TO BE DONE >>
- 1) Please reproduce verbatim the stretch of the forum post from "With a little" through "(Dec 24, 2004)".
- 2) In the last paragraph before the divider, which kinds of writing does the forum post ask members to supply?
- 3) According to the forum post, where can someone start looking for information on a few of the kits?

Richard...This site is pretty much "flame-resistant" but we're not "flame-proof".  As a whole, we're like family, so we occasionally don't see eye-to-eye.  Don't let a little friendly bickering make you think we're not close, because we are.  

As for your suggestion, I have taken it quite seriously.  I don't have a source for you at the moment. BUT, I will make every attempt to get such a library started.  Most of the information is already here on existing kits.  It is simply not organized.  We also have turners who turn anything new that comes down the pike.  We'll ferret that out as well.

With a little luck, I can cajole a few of our more literary members to write reviews AND processes, instructions, etc.  One place for you to start for a few of the kits is the instructions and library links on our front page.  By the way, as you gain experience and insight, we'd love to have you contribute in these areas as well!

For the rest of you, how about it?  Who wants to be the first to write a review?  Instructions?  Processes?  Sign up with me or just email your stuff to Jeff.  Or ANY Board member!  We'll get it posted!  [8D]


----------



## timdaleiden (Dec 24, 2004)

Point annotation records:
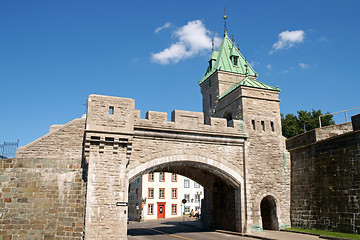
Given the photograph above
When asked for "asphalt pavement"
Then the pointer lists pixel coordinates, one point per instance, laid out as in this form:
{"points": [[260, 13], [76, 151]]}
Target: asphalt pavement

WORKED SOLUTIONS >>
- 1)
With a little luck, I can cajole a few of our more literary members to write reviews AND processes, instructions, etc.  One place for you to start for a few of the kits is the instructions and library links on our front page.  By the way, as you gain experience and insight, we'd love to have you contribute in these areas as well!

For the rest of you, how about it?  Who wants to be the first to write a review?  Instructions?  Processes?  Sign up with me or just email your stuff to Jeff.  Or ANY Board member!  We'll get it posted!  [8D]


----------



## timdaleiden (Dec 24, 2004)

- 2) Reviews, instructions, and processes.

- 3) The instructions and library links on the site's front page.